Given problem:
Reproduce each of the following lines without changing anything.

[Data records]
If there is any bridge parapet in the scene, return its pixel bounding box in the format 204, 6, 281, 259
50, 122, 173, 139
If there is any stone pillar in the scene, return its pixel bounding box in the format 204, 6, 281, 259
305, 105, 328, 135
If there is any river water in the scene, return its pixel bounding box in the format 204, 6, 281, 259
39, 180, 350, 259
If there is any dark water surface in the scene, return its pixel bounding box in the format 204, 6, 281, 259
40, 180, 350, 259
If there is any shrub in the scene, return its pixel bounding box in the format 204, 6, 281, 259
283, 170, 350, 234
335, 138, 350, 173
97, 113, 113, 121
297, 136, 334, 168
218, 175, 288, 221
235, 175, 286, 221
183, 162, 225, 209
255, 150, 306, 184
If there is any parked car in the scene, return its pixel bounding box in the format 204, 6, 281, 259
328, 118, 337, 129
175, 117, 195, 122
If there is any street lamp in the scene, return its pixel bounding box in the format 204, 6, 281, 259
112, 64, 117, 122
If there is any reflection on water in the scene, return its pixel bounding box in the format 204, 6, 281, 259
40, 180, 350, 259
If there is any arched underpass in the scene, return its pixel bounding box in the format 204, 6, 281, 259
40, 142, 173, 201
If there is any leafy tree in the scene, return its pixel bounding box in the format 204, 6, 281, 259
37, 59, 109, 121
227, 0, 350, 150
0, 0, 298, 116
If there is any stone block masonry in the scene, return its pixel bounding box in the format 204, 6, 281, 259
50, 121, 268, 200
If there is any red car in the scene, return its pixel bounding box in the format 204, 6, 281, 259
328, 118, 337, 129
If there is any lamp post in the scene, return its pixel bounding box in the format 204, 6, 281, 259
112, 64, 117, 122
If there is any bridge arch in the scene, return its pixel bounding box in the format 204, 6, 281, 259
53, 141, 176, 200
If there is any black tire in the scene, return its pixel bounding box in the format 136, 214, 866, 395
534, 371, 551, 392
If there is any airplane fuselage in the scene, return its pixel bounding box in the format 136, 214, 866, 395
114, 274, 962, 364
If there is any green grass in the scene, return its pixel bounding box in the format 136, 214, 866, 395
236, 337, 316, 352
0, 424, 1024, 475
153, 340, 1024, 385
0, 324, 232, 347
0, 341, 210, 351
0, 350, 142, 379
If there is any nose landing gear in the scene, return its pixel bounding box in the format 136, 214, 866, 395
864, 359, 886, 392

Output:
If there is any bridge parapet in the scene, return its pixel bounding box in the format 204, 6, 281, 259
50, 122, 173, 139
If there is any stone pillar in the scene, return its pixel bounding box in the format 204, 6, 281, 259
305, 105, 328, 135
If there is any river water in the scene, return its pixel bounding box in the format 204, 6, 281, 259
39, 180, 350, 259
If there is any dark water surface in the scene, return its pixel bounding box in the format 204, 6, 281, 259
40, 180, 350, 259
If there is any shrub in the scene, return its pixel bounding box in the format 204, 6, 281, 259
283, 170, 350, 234
335, 138, 350, 173
97, 113, 113, 121
297, 136, 334, 168
218, 175, 288, 221
235, 175, 286, 221
183, 162, 225, 209
255, 150, 306, 184
If there is any parked car in the scene, return its pixel bounding box in the format 204, 6, 281, 259
328, 118, 337, 129
175, 117, 195, 122
If there is any street lamp in the scene, return its pixel bounding box in the format 204, 6, 281, 259
112, 64, 117, 122
If there is any reflection on water in the scene, return its pixel bounding box in the format 204, 6, 281, 259
40, 180, 350, 259
If there is any arched underpass in the scene, return its pixel bounding box in the format 204, 6, 281, 259
40, 142, 173, 201
If there is any leafy tree in the scene, return its pixel bounding box in the format 204, 6, 281, 259
37, 59, 109, 121
227, 0, 350, 150
0, 0, 298, 116
If there is any stone block masonry in the scene, return its pixel bounding box in the format 204, 6, 281, 259
50, 121, 268, 200
If there is any red car in the scene, return its pixel bounding box in the format 204, 6, 281, 259
328, 118, 337, 129
If there is any lamp post in the scene, return its pixel bounding box in the format 204, 6, 281, 259
112, 64, 117, 122
If there is any bridge arch in the scene, return its pixel bounding box in the format 204, 6, 281, 259
53, 141, 176, 200
If there is any black tire in the scene, return its pixel bounding box in the format 136, 214, 866, 395
534, 371, 551, 392
If there is any airplane fuselage in the scene, return its pixel bounding box in the format 136, 214, 866, 395
114, 274, 962, 364
If there is any green grass in the scene, return its pixel bounding box in the format 136, 214, 866, 395
236, 337, 316, 352
0, 424, 1024, 475
153, 340, 1024, 385
0, 324, 232, 347
0, 341, 210, 351
0, 350, 142, 379
If there is any nose landing gear in the scene, return its pixel bounding box in the format 136, 214, 866, 395
864, 359, 886, 392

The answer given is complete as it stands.